▶ _PROBLEM TO WORK ON_: Omit the pictures and reproduce the rest of the listing exactly.

▶ _GIVEN DATA_:

----

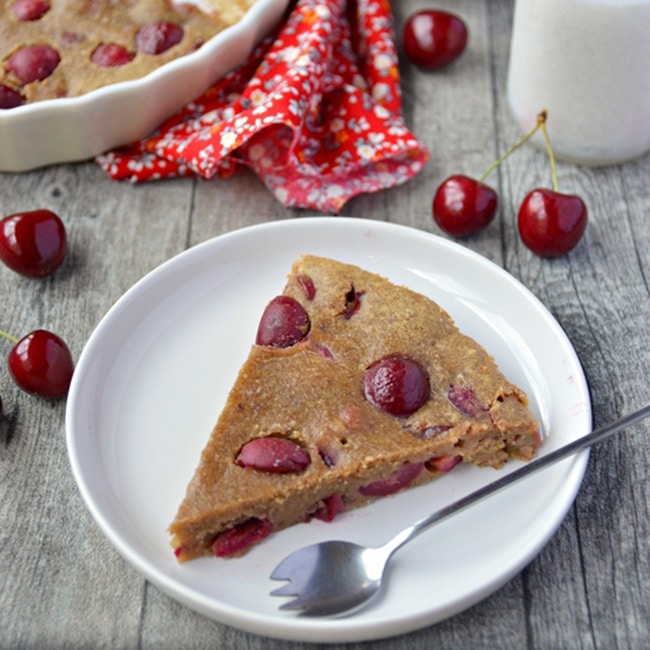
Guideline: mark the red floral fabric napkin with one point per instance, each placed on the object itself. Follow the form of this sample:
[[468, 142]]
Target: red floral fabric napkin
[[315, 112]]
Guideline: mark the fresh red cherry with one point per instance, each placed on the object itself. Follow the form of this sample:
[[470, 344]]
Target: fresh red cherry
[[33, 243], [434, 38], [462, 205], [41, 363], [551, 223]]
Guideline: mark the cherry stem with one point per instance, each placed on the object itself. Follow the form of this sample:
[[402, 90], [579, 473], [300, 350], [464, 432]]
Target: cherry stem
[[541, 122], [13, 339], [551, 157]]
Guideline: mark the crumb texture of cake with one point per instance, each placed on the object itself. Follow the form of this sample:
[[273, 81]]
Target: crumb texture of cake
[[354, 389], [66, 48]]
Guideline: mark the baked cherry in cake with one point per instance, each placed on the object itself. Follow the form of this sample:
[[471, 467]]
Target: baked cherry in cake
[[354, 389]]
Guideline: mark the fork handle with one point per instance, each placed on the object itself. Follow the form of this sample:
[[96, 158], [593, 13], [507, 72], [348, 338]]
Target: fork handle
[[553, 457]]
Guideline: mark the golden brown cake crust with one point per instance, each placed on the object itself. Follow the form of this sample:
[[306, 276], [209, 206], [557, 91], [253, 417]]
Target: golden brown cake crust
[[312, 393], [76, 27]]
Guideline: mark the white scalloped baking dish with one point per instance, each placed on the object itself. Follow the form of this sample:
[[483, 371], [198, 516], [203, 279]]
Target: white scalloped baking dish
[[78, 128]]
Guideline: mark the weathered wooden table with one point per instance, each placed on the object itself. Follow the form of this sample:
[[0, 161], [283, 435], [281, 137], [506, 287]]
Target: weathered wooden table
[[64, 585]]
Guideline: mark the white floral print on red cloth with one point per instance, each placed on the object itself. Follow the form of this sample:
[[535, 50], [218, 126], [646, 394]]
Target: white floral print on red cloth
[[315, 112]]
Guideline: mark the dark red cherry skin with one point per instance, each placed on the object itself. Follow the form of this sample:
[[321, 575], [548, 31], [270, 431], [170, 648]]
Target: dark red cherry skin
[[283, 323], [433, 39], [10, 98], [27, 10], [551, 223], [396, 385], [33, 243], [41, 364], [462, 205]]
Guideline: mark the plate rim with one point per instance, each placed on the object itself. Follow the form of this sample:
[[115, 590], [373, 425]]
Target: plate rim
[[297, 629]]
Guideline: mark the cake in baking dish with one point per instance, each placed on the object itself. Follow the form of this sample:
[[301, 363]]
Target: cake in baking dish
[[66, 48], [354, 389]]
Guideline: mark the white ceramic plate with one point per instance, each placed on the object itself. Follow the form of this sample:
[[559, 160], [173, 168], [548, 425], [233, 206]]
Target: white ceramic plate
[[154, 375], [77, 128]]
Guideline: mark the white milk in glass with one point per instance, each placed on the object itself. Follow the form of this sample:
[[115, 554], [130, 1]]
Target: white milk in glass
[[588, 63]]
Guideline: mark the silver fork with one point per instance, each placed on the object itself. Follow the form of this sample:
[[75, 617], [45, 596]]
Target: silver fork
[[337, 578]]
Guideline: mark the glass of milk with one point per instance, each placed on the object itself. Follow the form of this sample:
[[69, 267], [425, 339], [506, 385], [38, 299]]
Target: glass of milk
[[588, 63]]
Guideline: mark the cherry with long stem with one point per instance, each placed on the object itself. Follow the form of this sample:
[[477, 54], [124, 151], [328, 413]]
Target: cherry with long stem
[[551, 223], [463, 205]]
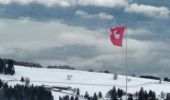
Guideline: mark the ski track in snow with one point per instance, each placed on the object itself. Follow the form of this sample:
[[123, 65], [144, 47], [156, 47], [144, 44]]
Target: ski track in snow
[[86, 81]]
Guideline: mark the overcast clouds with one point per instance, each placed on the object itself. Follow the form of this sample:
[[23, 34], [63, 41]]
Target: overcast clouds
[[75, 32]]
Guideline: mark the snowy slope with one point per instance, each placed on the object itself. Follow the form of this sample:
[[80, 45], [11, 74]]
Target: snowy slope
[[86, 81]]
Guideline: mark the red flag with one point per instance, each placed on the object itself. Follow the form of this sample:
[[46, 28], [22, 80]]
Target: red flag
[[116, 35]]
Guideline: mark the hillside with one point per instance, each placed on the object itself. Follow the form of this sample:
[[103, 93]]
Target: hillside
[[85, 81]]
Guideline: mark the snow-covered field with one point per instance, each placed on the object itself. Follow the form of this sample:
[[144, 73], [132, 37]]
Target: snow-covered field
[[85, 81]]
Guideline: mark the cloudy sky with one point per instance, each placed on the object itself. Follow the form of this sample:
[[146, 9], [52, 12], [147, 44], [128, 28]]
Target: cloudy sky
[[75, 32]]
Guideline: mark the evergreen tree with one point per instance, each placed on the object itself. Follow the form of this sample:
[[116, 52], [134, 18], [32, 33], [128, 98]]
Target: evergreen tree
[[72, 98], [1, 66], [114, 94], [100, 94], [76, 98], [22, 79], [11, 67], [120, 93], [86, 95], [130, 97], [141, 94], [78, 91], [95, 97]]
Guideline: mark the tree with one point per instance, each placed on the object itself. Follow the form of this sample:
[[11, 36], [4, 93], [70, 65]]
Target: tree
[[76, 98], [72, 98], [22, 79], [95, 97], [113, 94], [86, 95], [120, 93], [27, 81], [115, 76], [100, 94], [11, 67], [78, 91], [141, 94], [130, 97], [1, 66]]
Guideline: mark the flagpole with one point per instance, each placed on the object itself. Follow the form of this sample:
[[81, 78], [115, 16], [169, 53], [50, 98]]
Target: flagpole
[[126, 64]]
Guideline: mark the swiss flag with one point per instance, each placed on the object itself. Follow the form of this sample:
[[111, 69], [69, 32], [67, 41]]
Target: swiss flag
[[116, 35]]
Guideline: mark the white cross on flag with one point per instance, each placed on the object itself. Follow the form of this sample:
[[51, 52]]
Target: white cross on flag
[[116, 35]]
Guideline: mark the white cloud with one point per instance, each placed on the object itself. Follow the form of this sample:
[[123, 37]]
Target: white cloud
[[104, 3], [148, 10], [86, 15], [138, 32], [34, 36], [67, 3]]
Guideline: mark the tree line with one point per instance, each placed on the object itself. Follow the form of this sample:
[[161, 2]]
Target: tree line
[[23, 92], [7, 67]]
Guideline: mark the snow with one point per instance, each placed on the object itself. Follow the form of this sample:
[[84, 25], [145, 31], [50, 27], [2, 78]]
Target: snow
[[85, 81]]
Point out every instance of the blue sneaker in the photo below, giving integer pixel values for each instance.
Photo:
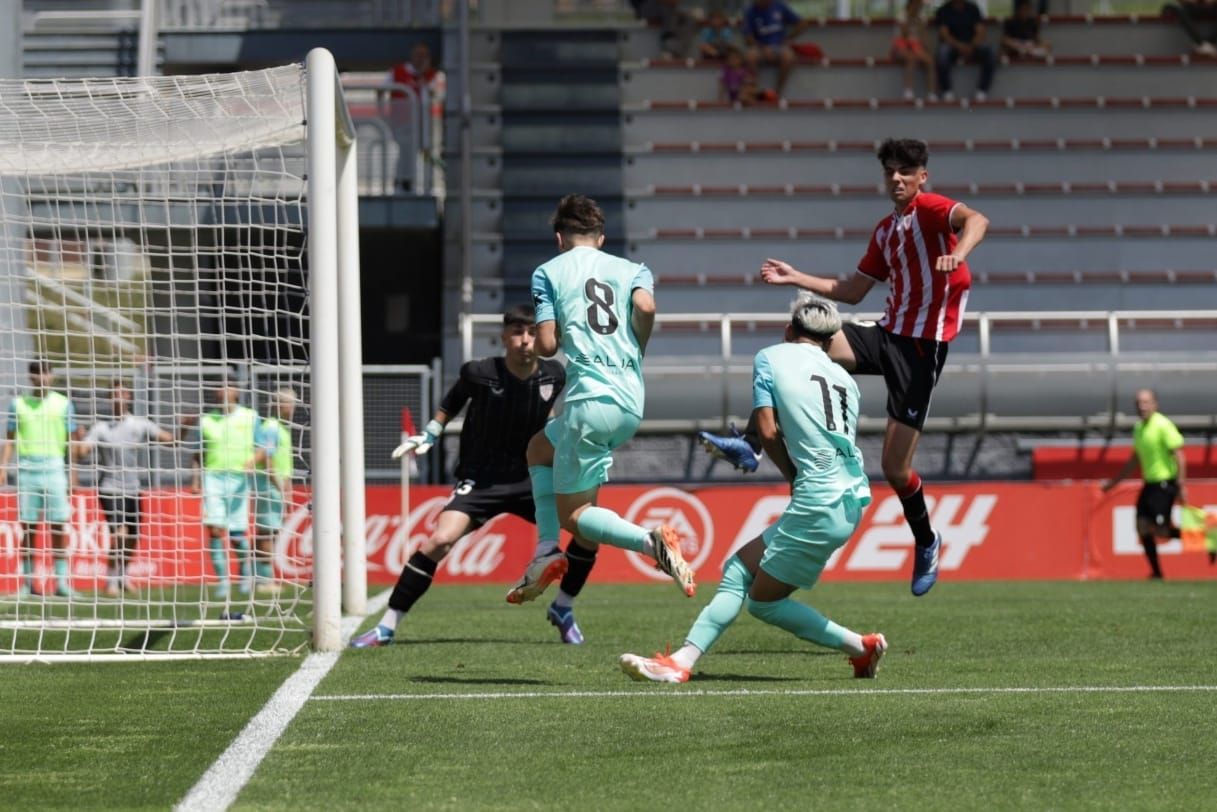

----

▶ _EXERCISE SOLUTION_:
Guideline: mark the red floral fabric napkin with one point per instance, each placed on the object itself. Follow the form of this sample:
[[468, 142]]
Target: red floral fabric napkin
[[315, 112]]
Guideline: mark the fresh red cherry with one point per instance, each placed on the object itself. Follow the form of this sample:
[[470, 344]]
Target: fresh red cherry
[[33, 243], [434, 38], [462, 205], [41, 363], [551, 223]]
Guideline: mark the cherry stem with one point per instance, each placed on the object itself. Follow the form of this sample:
[[402, 90], [579, 473], [300, 350], [464, 432]]
Target: cherry stem
[[541, 122], [13, 339], [551, 157]]
Guideline: mark the crumb texture of cake with one point per instance, each placed on the object itself. Follow the form of this sample:
[[273, 81]]
Target: crumb texture of cake
[[354, 389], [66, 48]]
Guideline: mark the baked cherry in cake with one point per instance, each placed on the object itself. Follow the form of this sample:
[[471, 467]]
Target: baked cherry in cake
[[354, 389]]
Guideline: mark the fork handle with one point per instance, each placed on the object itself. Follow the form of this sample:
[[96, 158], [593, 13], [507, 72], [348, 338]]
Target: fork handle
[[553, 457]]
Guideline: mark the golden brown cake crust with one point per instance, each placed on the object itself. Follow the form of this sample:
[[306, 276], [209, 206], [557, 91], [253, 417]]
Target: golden brown cake crust
[[312, 393], [76, 27]]
Guideline: mark the white scalloped baking dish with one point per instance, each placed on the object itself. Follow the form of this sample:
[[483, 371], [198, 516], [203, 279]]
Target: white scalloped baking dish
[[78, 128]]
Guideline: mark the weathered wooden table with one point per instance, each placed on the object itself. Follow the form of this sample:
[[0, 161], [283, 435], [281, 137], [506, 287]]
Target: weathered wooden table
[[64, 585]]
Guideline: mark the white floral print on red cloth with one point per instance, each placed on the object itself. Follow the form of this sample:
[[535, 50], [218, 126], [646, 394]]
Target: white floral print on red cloth
[[315, 112]]
Guideline: mark the dark red cherry skin with one point per instance, each placed on the object itself. Follow the form of this sample:
[[321, 575], [548, 31], [270, 431], [170, 648]]
Target: dark red cherry skin
[[283, 323], [433, 39], [10, 98], [27, 10], [551, 223], [396, 385], [33, 243], [41, 364], [462, 205]]
Guideline: mark the plate rim with one point per instance, each placed on the object itself. Follow the form of this sample:
[[115, 590], [373, 425]]
Target: plate rim
[[297, 629]]
Guideline: mark the cake in baking dish with one point per instance, each placed on the object itself. Follow the form of this sample:
[[301, 363]]
Target: cake in baking dish
[[66, 48], [354, 389]]
Guideline: mark the white ceramic plate with one point per instance, each placed on the object itself. Follow the form of this sample:
[[559, 160], [173, 168], [548, 425], [233, 206]]
Target: white ceramic plate
[[154, 375], [77, 128]]
Guideline: mark the white milk in glass with one point per instance, each placed on the object itself. Follow the form of this sample:
[[115, 554], [130, 1]]
Target: white milk in glass
[[588, 63]]
Guideline: mark the silver fork with one point per instance, each placed on the object itself. Follow the form of this sample:
[[75, 617], [45, 596]]
Target: silver fork
[[337, 578]]
Guideline: mark the glass of milk with one point per instance, each placed on the object itself. Follow the form of this sample:
[[69, 267], [425, 339], [506, 385], [38, 299]]
Target: glass of milk
[[588, 63]]
Guideline: mark the cherry with long stem with one point per instance, each placed on the object itself. Follow the form of this sample:
[[477, 54], [124, 151], [328, 413]]
Target: cherry with long stem
[[551, 223], [463, 205]]
Guideline: mark the ski track in snow with one point per instance, each placed on the object itself. Follow the form of this sample:
[[123, 65], [144, 47], [156, 47], [144, 44]]
Target: ski track in snow
[[86, 81]]
Guideline: mark the overcast clouds with one point per instance, each placed on the object itself. Follow the form of this sample:
[[23, 34], [63, 41]]
Target: overcast clouds
[[75, 32]]
Guideline: mark the snowy slope with one point per instance, each placed on the object itself. Follow the form of this sample:
[[80, 45], [11, 74]]
Target: snowy slope
[[86, 81]]
Guideline: mark the red flag with one point per instance, each placed on the object itself. Follow the form of this sample:
[[46, 28], [22, 80]]
Target: red flag
[[116, 35]]
Guideline: mark the hillside with one point per instance, each placed on the object itself. Follow the form of this sample:
[[103, 93]]
Target: hillside
[[85, 81]]
Guideline: mark the snow-covered field with one point per instance, each placed on the object itself. Follow the form of this sample:
[[144, 73], [132, 37]]
Target: snow-covered field
[[85, 81]]
Guideline: mark the cloudy sky with one point per instance, each placed on the object itself. Follow the form of this sample:
[[146, 9], [52, 12], [147, 44], [128, 28]]
Target: cloudy sky
[[75, 32]]
Guideline: mark the evergreen tree with one point per instance, each placed on the object itself. Follow the form of this sample:
[[116, 52], [134, 18], [32, 33], [128, 98]]
Target: evergreen tree
[[72, 98], [1, 66], [114, 94], [100, 94], [76, 98], [22, 79], [11, 67], [120, 93], [86, 95], [130, 97], [141, 94], [78, 91], [95, 97]]
Guideline: mark the tree with one point per instance, each placed on the object itself. Follow the form of this sample:
[[11, 36], [4, 93], [70, 65]]
Target: tree
[[76, 98], [72, 98], [22, 79], [95, 97], [113, 94], [86, 95], [120, 93], [27, 81], [115, 76], [100, 94], [11, 67], [78, 91], [141, 94], [130, 97], [1, 66]]
Guideline: mark the flagpole with one point per instance, each placed on the object itself. Follow the form of this sample:
[[81, 78], [115, 16], [169, 53], [50, 98]]
Target: flagpole
[[126, 64]]
Guideline: mark the swiss flag with one point per instance, each placed on the object itself. Follow the form of this sample:
[[111, 69], [69, 32], [67, 41]]
Target: swiss flag
[[116, 35]]
Guideline: mark the white cross on flag with one point per instance, each placed on the object itself. Follow the form of this sample:
[[51, 52]]
Target: white cross on flag
[[116, 35]]
Guideline: mark the white cloud with one point per instance, each placed on the object itself. Follow the form of this sample:
[[123, 37]]
Target: white cloud
[[104, 3], [148, 10], [86, 15], [138, 32], [34, 36], [67, 3]]
Guideline: mark the tree line with one point per instance, each placed on the object itself. Follow the form of this sample:
[[161, 2]]
Target: tree line
[[23, 92], [7, 67]]
Guideline: mark the snow with one point per instance, each placed on the object itself. Follow the form of this sample:
[[84, 25], [145, 31], [50, 27], [2, 78]]
Target: snow
[[85, 81]]
Point out every instance of the blue sneaker in the photo below, giving integer pixel values for each instance.
Photo:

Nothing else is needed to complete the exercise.